* PROVIDED MATERIAL:
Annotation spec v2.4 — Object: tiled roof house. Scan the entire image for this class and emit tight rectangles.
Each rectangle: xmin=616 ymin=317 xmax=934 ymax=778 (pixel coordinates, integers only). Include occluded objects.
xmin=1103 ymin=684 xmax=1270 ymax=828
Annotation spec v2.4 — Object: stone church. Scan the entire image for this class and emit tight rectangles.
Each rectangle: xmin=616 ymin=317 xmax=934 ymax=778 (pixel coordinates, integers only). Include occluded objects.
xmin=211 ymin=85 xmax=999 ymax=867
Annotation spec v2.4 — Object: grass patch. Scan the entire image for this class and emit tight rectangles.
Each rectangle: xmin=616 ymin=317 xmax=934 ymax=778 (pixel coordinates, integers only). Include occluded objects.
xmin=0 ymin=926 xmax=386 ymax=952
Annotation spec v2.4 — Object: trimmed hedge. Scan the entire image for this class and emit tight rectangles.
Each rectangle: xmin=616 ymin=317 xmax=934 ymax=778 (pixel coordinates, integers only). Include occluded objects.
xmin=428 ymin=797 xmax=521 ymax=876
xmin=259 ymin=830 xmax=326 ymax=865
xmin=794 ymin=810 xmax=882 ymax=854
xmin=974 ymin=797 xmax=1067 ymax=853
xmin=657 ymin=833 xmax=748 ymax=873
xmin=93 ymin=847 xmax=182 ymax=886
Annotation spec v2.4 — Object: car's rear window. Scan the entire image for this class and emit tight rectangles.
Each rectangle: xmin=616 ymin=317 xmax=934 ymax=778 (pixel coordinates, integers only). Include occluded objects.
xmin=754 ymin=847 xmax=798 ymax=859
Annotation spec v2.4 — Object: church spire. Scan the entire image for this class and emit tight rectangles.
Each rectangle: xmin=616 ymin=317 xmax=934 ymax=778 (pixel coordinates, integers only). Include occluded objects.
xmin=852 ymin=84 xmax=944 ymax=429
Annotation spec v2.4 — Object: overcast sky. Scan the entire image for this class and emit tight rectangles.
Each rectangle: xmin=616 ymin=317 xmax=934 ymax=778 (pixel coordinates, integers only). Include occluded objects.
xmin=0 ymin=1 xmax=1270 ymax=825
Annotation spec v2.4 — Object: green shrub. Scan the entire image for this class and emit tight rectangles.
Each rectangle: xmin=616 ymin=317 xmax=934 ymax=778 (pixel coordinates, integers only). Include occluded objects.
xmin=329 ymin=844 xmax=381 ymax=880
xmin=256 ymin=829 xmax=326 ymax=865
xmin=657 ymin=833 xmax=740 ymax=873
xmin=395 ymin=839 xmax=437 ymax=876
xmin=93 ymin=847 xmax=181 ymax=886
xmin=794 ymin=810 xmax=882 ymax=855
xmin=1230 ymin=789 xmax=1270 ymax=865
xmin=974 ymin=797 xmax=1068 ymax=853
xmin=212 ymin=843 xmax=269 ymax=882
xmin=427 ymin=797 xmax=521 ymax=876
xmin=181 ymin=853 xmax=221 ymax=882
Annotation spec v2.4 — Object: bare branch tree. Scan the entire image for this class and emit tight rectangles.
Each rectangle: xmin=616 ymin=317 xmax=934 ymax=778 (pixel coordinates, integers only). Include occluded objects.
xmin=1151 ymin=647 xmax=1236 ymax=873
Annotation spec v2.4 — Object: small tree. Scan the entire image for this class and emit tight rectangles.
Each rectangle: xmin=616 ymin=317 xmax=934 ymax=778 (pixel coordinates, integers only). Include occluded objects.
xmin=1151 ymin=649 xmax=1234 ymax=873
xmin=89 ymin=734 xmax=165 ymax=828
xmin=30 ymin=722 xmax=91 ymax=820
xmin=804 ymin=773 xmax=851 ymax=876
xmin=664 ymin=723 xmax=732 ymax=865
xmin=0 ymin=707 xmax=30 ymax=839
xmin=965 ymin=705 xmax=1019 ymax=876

* AIM: Rewrite all of the records above as a two-column CSV with the header row label_text,boxes. Give one row per record, with its text and its answer each in a single quoted field and every line break replaced by a space.

* OUTPUT OF THE TASK:
label_text,boxes
"Annotation spec v2.4 — Object: tiled roof house. Scan the entire image for this class and emit tight rectangles. Each rectangle: xmin=616 ymin=317 xmax=934 ymax=778 (pixel coordinates, integers only). Include occluded objects.","xmin=1103 ymin=684 xmax=1270 ymax=828"
"Annotation spec v2.4 — Object: stone church. Scan the entire image for this class and emit tight rectangles. Each rectangle: xmin=616 ymin=317 xmax=934 ymax=778 (pixel coordinates, integers only). Include occluded objects.","xmin=211 ymin=85 xmax=999 ymax=867"
"Annotation spec v2.4 — Object: grass patch. Scan the entire image for this class and emit tight rectangles. Each rectangle: xmin=616 ymin=317 xmax=934 ymax=778 (pixel coordinates, integers only). Include occluded objects.","xmin=0 ymin=926 xmax=386 ymax=952"
"Annotation spec v2.4 — Object: trimmed hedge. Scan the entire image for this class and emit tight rectangles. Each rectangle: xmin=616 ymin=317 xmax=934 ymax=778 (pixel coordinates, integers only). Include occluded objects.","xmin=428 ymin=797 xmax=521 ymax=876 xmin=259 ymin=830 xmax=326 ymax=865 xmin=794 ymin=810 xmax=882 ymax=854 xmin=974 ymin=797 xmax=1067 ymax=853 xmin=657 ymin=833 xmax=748 ymax=873 xmin=93 ymin=847 xmax=182 ymax=886"
"Annotation spec v2.4 — Object: car's rear window. Scan the entire image for this class and emit tight rectangles. Each rectangle: xmin=616 ymin=317 xmax=934 ymax=778 (pixel coordinates, integers only). Include occluded objects.","xmin=754 ymin=847 xmax=798 ymax=859"
"Annotation spec v2.4 — Object: church spire. Scan the entire image for this class and emit tight rectangles. Each rectangle: xmin=616 ymin=317 xmax=934 ymax=778 (pixel coordinates, integers only). Include occluded objects.","xmin=852 ymin=84 xmax=944 ymax=429"
"Annotation spec v2.4 — Object: overcast sky. Scan the entire image for this class and emit tight rectangles. Each rectangle: xmin=616 ymin=317 xmax=934 ymax=778 (pixel coordinates, integers only). Include occluded objects.","xmin=0 ymin=1 xmax=1270 ymax=825"
"Annotation spec v2.4 — Object: green shrub. Scan the entire image for this class and emit tight rectangles. Each rectangle: xmin=616 ymin=317 xmax=934 ymax=778 (pixel coordinates, integers only). Include occluded objects.","xmin=329 ymin=844 xmax=381 ymax=880 xmin=256 ymin=829 xmax=326 ymax=865 xmin=657 ymin=833 xmax=740 ymax=873 xmin=395 ymin=839 xmax=437 ymax=876 xmin=93 ymin=847 xmax=181 ymax=886 xmin=794 ymin=810 xmax=882 ymax=855 xmin=1230 ymin=789 xmax=1270 ymax=865 xmin=974 ymin=797 xmax=1068 ymax=853 xmin=212 ymin=843 xmax=269 ymax=882 xmin=427 ymin=797 xmax=521 ymax=876 xmin=181 ymin=853 xmax=221 ymax=882"
"Annotation spec v2.4 — Object: bare branch tree. Scan the entire image for this class and emit tight rectangles. Each rectangle: xmin=616 ymin=317 xmax=934 ymax=778 (pixel coordinates, integers only). Include occluded objects.","xmin=1151 ymin=647 xmax=1236 ymax=873"
"Annotation spec v2.4 — Object: small tree. Scan the entire image for this class and emit tight rectangles. Each rectangle: xmin=616 ymin=317 xmax=934 ymax=778 (pixel coordinates, integers only). Include occluded objects.","xmin=1151 ymin=649 xmax=1234 ymax=873 xmin=89 ymin=734 xmax=165 ymax=828 xmin=30 ymin=722 xmax=91 ymax=820 xmin=804 ymin=773 xmax=851 ymax=876 xmin=664 ymin=723 xmax=732 ymax=865 xmin=0 ymin=707 xmax=30 ymax=839 xmin=965 ymin=705 xmax=1019 ymax=876"